__The problem__.
Repeat the entries exactly. Leave nothing out.

---------------

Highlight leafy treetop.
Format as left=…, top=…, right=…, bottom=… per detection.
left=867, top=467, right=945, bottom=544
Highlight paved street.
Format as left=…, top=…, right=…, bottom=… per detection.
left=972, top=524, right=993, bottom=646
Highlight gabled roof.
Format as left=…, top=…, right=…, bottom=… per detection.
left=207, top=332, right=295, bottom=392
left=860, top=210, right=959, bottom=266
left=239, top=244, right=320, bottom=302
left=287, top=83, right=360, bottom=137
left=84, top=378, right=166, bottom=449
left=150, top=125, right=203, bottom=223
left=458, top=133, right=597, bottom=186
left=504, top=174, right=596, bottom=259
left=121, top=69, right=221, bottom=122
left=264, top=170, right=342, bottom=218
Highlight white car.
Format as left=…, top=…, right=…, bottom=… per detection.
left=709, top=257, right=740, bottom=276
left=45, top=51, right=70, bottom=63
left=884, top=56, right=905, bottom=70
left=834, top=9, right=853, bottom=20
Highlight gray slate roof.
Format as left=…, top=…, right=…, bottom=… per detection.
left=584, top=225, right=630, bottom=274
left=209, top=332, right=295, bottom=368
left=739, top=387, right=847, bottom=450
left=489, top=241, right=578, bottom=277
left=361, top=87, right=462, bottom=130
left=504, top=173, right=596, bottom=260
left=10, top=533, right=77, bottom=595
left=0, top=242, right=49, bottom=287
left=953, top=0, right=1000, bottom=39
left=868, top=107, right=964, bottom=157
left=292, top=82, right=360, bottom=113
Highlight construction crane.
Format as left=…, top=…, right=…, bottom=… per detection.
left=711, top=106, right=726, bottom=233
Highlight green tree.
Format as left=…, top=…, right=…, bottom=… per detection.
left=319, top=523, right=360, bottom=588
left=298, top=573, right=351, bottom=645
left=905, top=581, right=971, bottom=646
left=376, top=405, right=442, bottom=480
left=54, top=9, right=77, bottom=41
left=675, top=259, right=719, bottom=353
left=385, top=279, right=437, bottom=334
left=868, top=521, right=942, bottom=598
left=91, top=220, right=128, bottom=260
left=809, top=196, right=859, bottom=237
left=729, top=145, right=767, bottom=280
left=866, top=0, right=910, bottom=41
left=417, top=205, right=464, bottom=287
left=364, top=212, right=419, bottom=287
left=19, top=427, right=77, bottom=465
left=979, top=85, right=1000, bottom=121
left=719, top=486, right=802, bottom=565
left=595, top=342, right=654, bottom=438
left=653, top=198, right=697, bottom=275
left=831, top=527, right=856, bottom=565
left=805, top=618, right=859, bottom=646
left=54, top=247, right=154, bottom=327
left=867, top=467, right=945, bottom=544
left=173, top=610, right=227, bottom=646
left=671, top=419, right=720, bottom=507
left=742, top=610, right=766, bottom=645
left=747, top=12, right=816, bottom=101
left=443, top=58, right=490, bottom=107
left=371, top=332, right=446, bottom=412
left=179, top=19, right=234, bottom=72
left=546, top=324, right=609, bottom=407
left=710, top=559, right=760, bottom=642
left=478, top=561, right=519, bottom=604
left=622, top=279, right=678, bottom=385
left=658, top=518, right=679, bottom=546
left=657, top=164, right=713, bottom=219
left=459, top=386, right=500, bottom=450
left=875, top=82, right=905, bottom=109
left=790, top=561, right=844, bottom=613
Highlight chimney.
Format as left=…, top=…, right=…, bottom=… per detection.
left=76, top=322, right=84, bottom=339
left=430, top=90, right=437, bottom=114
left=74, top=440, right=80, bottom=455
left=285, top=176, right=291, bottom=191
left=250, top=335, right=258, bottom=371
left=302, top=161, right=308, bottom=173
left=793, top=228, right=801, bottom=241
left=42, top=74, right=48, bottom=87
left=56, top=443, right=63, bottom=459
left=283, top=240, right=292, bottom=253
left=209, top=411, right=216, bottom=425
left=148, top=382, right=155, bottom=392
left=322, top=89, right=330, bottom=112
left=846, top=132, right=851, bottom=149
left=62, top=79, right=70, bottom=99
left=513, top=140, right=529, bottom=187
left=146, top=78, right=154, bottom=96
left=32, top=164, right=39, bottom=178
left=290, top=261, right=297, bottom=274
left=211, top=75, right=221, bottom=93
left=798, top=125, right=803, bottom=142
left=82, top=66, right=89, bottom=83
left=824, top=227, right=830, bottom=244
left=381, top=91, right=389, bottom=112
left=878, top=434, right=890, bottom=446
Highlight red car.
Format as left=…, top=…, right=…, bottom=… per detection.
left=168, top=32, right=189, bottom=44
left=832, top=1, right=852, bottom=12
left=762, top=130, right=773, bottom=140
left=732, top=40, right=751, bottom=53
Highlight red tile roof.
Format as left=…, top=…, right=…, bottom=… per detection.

---------------

__Task result__.
Highlight leafy treetop.
Format as left=…, top=…, right=…, bottom=… per detection.
left=867, top=467, right=945, bottom=544
Highlight paved street.
Format as left=…, top=…, right=…, bottom=… per detection.
left=972, top=524, right=993, bottom=646
Highlight gabled roof.
Format as left=…, top=…, right=…, bottom=… per detection.
left=207, top=332, right=295, bottom=392
left=860, top=210, right=959, bottom=266
left=239, top=244, right=320, bottom=302
left=287, top=83, right=360, bottom=137
left=84, top=378, right=166, bottom=449
left=150, top=125, right=203, bottom=223
left=458, top=133, right=597, bottom=186
left=504, top=174, right=596, bottom=259
left=121, top=69, right=221, bottom=122
left=264, top=170, right=342, bottom=218
Highlight white car.
Format as left=…, top=…, right=…, bottom=… per detection.
left=709, top=257, right=740, bottom=276
left=45, top=51, right=70, bottom=63
left=884, top=56, right=905, bottom=70
left=834, top=9, right=853, bottom=20
Highlight gray slate roof.
Format as left=…, top=…, right=…, bottom=… per detection.
left=584, top=225, right=630, bottom=274
left=209, top=332, right=295, bottom=368
left=739, top=387, right=847, bottom=450
left=489, top=241, right=578, bottom=277
left=361, top=87, right=462, bottom=130
left=504, top=173, right=596, bottom=260
left=10, top=533, right=77, bottom=595
left=0, top=242, right=49, bottom=287
left=953, top=0, right=1000, bottom=39
left=868, top=107, right=964, bottom=157
left=292, top=82, right=360, bottom=113
Highlight construction crane.
Format as left=…, top=…, right=…, bottom=… per detection.
left=711, top=106, right=726, bottom=233
Highlight green tree.
Format as left=…, top=…, right=…, bottom=… per detection.
left=319, top=523, right=360, bottom=588
left=298, top=573, right=351, bottom=645
left=905, top=581, right=971, bottom=646
left=376, top=405, right=442, bottom=480
left=54, top=9, right=77, bottom=41
left=675, top=259, right=719, bottom=353
left=385, top=279, right=437, bottom=334
left=868, top=521, right=942, bottom=598
left=91, top=220, right=128, bottom=260
left=809, top=196, right=859, bottom=237
left=729, top=145, right=767, bottom=280
left=866, top=0, right=910, bottom=41
left=417, top=205, right=464, bottom=287
left=364, top=212, right=419, bottom=287
left=19, top=427, right=77, bottom=465
left=979, top=85, right=1000, bottom=121
left=719, top=486, right=802, bottom=565
left=595, top=342, right=654, bottom=438
left=653, top=198, right=697, bottom=275
left=831, top=527, right=856, bottom=565
left=805, top=618, right=859, bottom=646
left=54, top=247, right=154, bottom=327
left=867, top=467, right=945, bottom=544
left=173, top=610, right=227, bottom=646
left=671, top=419, right=720, bottom=507
left=742, top=610, right=766, bottom=645
left=747, top=12, right=816, bottom=101
left=443, top=58, right=490, bottom=107
left=371, top=332, right=446, bottom=412
left=179, top=19, right=234, bottom=72
left=546, top=324, right=609, bottom=407
left=710, top=559, right=760, bottom=642
left=478, top=561, right=519, bottom=604
left=622, top=279, right=678, bottom=385
left=658, top=518, right=679, bottom=546
left=657, top=164, right=713, bottom=219
left=459, top=386, right=500, bottom=450
left=875, top=82, right=905, bottom=109
left=790, top=561, right=844, bottom=613
Highlight chimney.
Format as left=…, top=…, right=…, bottom=… per detection.
left=76, top=322, right=84, bottom=339
left=430, top=90, right=437, bottom=114
left=74, top=440, right=80, bottom=455
left=285, top=176, right=291, bottom=191
left=250, top=335, right=258, bottom=371
left=302, top=161, right=308, bottom=173
left=793, top=228, right=801, bottom=241
left=42, top=74, right=48, bottom=87
left=56, top=443, right=63, bottom=459
left=283, top=240, right=292, bottom=253
left=209, top=411, right=216, bottom=425
left=148, top=382, right=155, bottom=392
left=322, top=89, right=330, bottom=112
left=846, top=132, right=851, bottom=149
left=62, top=79, right=70, bottom=99
left=513, top=140, right=529, bottom=187
left=146, top=78, right=154, bottom=96
left=32, top=164, right=39, bottom=178
left=290, top=261, right=297, bottom=274
left=211, top=75, right=221, bottom=93
left=798, top=125, right=803, bottom=142
left=82, top=66, right=89, bottom=83
left=824, top=227, right=830, bottom=244
left=381, top=91, right=389, bottom=112
left=878, top=434, right=890, bottom=446
Highlight red car.
Format as left=…, top=…, right=…, bottom=… per detection.
left=168, top=32, right=189, bottom=44
left=832, top=1, right=852, bottom=12
left=762, top=130, right=773, bottom=140
left=732, top=40, right=751, bottom=53
Highlight red tile roof.
Format as left=…, top=…, right=…, bottom=… per detection.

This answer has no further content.